= Given exercise =
Find every line in the data below that contains the word "metal" and copy each one out.

——————

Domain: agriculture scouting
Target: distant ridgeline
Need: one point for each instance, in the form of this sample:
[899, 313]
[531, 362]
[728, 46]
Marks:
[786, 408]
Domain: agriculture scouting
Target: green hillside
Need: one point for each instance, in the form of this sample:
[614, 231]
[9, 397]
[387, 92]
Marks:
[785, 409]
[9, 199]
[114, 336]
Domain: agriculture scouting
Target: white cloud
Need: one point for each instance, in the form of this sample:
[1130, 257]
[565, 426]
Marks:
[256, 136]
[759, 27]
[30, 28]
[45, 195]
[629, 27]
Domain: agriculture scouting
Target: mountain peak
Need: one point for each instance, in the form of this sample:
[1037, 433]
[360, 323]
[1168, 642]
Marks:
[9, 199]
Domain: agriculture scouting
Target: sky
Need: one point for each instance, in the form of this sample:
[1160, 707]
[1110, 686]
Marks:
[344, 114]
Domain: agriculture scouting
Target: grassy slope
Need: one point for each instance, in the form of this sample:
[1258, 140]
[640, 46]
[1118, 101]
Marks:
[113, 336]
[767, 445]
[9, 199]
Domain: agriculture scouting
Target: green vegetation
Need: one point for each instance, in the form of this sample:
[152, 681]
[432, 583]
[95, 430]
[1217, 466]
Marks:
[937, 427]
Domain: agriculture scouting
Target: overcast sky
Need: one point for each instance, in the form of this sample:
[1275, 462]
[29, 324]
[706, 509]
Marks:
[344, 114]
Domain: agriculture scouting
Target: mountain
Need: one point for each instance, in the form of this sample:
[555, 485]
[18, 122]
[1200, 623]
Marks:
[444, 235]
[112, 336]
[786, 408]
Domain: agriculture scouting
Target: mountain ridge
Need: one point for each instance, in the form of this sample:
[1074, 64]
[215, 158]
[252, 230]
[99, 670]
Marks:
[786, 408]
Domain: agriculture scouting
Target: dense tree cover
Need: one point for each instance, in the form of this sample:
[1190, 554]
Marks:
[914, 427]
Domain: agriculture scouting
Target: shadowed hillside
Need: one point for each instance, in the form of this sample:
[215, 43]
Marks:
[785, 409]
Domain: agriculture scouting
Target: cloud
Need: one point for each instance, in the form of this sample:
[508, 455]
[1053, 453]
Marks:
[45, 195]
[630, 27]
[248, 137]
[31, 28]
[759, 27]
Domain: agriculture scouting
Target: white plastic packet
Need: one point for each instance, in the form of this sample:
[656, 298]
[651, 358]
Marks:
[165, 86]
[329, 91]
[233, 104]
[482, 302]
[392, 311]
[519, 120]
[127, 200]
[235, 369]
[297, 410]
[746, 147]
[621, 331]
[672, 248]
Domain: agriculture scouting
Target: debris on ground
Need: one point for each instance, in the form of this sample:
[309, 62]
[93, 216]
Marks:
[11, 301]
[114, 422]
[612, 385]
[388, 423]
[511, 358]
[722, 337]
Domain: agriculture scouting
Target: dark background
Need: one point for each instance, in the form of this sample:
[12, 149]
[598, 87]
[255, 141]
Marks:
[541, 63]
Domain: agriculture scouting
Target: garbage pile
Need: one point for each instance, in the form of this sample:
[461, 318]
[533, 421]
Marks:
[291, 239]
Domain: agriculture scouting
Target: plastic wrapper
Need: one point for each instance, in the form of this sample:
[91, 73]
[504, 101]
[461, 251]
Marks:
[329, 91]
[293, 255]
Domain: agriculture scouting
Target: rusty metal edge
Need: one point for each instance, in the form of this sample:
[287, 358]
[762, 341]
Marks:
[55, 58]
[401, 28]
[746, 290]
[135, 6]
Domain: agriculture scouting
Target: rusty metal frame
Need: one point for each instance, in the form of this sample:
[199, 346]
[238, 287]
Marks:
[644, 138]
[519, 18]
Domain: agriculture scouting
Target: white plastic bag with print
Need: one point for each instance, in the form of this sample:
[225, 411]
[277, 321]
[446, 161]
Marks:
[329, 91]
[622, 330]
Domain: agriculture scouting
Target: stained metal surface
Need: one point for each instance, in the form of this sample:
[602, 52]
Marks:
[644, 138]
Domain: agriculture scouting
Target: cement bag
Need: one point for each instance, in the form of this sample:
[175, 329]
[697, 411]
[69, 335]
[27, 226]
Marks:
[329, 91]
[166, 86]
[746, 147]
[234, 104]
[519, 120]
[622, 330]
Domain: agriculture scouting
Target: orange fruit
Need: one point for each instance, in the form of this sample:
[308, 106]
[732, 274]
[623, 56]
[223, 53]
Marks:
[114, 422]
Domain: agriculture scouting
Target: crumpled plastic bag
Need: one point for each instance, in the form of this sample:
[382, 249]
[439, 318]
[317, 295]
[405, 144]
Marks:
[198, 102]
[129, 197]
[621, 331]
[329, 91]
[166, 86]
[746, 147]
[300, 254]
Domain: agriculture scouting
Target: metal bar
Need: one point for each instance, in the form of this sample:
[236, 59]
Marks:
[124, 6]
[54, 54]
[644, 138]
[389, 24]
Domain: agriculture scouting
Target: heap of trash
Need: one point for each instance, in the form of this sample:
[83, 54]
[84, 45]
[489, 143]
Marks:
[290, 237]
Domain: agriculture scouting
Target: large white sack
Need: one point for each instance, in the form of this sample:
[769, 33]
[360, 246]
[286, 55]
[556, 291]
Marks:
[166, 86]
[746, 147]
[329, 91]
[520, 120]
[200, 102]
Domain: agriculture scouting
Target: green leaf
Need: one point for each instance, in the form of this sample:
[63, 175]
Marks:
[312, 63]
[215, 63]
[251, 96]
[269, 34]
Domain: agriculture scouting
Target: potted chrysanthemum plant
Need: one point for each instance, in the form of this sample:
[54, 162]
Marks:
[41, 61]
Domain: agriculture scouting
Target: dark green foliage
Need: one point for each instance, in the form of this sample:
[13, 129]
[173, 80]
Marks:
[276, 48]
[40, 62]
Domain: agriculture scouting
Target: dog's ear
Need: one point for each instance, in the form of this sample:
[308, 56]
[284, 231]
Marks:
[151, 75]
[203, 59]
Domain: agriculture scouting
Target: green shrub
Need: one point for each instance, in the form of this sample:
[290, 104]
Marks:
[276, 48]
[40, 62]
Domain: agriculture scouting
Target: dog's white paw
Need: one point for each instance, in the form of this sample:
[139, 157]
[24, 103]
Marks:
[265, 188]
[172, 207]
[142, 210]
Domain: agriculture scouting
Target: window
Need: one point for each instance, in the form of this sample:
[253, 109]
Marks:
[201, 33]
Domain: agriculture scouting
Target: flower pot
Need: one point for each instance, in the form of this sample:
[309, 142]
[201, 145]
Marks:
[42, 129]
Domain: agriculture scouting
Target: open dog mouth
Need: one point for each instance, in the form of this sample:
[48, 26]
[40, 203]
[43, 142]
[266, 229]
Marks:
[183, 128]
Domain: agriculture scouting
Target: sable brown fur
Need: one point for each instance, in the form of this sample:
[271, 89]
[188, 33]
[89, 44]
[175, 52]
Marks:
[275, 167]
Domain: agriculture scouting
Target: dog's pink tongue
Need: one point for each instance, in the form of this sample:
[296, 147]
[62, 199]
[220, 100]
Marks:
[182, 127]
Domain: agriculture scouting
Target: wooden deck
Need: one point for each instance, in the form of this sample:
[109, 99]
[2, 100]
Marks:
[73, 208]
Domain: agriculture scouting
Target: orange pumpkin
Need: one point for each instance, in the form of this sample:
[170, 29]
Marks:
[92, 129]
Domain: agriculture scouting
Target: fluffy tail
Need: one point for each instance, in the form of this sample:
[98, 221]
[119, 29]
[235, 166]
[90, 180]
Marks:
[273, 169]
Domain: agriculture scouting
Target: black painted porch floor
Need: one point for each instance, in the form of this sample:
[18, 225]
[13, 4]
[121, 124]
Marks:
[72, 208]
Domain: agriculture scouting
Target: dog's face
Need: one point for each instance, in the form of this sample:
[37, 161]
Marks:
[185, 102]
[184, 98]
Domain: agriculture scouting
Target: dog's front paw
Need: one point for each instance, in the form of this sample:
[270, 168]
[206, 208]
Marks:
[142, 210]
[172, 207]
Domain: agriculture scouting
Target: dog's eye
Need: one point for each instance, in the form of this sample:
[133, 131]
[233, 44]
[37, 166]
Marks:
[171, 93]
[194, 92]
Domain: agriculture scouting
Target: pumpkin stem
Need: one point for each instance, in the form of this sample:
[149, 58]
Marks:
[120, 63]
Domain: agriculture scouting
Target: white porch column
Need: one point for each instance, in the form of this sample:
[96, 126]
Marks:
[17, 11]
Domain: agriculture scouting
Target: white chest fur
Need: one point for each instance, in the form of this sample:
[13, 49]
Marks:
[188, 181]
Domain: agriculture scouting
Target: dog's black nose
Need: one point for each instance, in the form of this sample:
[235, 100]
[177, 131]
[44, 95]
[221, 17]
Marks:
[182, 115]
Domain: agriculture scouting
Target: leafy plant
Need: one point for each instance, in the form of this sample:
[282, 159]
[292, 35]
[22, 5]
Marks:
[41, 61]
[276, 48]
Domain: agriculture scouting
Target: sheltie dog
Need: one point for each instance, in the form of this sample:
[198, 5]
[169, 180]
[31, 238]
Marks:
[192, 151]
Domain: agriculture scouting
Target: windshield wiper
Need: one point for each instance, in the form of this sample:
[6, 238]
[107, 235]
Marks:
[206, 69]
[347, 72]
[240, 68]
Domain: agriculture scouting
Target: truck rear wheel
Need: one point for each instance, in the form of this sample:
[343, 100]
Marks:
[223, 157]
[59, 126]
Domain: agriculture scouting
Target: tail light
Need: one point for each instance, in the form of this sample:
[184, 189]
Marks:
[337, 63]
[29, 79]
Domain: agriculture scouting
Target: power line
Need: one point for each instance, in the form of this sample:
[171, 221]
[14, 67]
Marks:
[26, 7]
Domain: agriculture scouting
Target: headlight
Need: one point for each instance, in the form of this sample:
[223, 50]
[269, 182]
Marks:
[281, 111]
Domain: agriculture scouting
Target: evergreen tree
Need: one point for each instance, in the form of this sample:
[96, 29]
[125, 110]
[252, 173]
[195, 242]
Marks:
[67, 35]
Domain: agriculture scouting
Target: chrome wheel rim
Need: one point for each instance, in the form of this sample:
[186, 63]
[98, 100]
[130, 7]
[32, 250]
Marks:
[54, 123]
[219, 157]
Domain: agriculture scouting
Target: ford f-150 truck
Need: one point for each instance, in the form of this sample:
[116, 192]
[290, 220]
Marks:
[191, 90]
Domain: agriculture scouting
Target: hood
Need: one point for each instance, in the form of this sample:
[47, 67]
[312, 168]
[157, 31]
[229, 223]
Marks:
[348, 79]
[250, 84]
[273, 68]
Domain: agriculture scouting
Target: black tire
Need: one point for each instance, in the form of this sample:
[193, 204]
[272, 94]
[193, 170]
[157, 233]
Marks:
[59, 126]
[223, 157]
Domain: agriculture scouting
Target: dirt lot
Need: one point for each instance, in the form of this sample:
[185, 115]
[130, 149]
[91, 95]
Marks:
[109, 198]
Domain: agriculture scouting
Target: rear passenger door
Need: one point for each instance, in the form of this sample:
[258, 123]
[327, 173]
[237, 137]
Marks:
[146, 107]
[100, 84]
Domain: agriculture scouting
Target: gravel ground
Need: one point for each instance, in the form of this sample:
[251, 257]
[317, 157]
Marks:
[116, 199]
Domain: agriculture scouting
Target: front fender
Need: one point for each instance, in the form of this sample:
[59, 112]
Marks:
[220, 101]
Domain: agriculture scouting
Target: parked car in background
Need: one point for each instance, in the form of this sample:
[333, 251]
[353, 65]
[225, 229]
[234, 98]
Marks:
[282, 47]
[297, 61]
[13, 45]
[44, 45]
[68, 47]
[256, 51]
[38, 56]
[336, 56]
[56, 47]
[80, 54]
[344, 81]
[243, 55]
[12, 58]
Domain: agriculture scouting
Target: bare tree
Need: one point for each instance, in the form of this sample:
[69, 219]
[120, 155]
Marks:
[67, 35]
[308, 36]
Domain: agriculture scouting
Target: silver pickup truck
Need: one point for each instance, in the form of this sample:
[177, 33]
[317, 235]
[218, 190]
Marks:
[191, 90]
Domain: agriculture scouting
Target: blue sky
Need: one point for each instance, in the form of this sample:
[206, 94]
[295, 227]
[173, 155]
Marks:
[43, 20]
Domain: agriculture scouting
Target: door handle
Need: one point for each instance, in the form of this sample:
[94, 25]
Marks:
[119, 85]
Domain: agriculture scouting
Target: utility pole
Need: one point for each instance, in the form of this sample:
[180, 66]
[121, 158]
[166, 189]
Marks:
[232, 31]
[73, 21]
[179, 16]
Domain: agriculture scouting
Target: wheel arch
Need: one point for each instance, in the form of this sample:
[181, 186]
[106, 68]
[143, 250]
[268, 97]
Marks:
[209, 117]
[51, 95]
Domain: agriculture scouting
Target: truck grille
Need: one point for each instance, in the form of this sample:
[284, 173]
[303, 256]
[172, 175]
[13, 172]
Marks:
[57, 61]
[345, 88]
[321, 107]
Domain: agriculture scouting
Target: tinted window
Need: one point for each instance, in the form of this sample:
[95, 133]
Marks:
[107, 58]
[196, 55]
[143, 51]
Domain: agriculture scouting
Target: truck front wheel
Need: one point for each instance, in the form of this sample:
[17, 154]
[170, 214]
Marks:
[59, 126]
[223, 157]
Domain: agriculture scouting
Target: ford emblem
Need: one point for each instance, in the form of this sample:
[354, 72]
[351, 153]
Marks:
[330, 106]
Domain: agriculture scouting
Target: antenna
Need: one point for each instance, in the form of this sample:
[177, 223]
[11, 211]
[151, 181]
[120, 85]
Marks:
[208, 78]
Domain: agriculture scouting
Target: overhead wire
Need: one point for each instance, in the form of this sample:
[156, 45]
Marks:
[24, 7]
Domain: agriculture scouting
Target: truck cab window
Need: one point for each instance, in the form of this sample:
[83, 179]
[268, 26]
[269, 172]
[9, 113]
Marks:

——————

= Finished task =
Target: rusty metal edge
Target: rusty metal frame
Target: stained metal surface
Target: metal bar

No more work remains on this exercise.